## PROBLEM DESCRIPTION
Copy these lines out verbatim.

## RECORDS PROVIDED
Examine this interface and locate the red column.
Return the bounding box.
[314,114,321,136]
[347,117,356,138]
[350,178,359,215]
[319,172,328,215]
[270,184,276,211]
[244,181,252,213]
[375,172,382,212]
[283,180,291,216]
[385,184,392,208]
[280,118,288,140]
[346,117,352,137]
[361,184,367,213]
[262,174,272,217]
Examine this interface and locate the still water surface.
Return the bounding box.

## SOLUTION
Examine this interface and locate the red column.
Return the bounding box.
[314,114,321,136]
[347,117,356,138]
[350,178,359,215]
[319,172,328,215]
[270,184,276,211]
[244,181,252,213]
[375,172,382,212]
[283,180,291,216]
[385,184,392,208]
[280,118,288,140]
[346,117,352,137]
[361,184,367,213]
[262,174,272,217]
Examine this interface and locate the still water surface.
Return the bounding box.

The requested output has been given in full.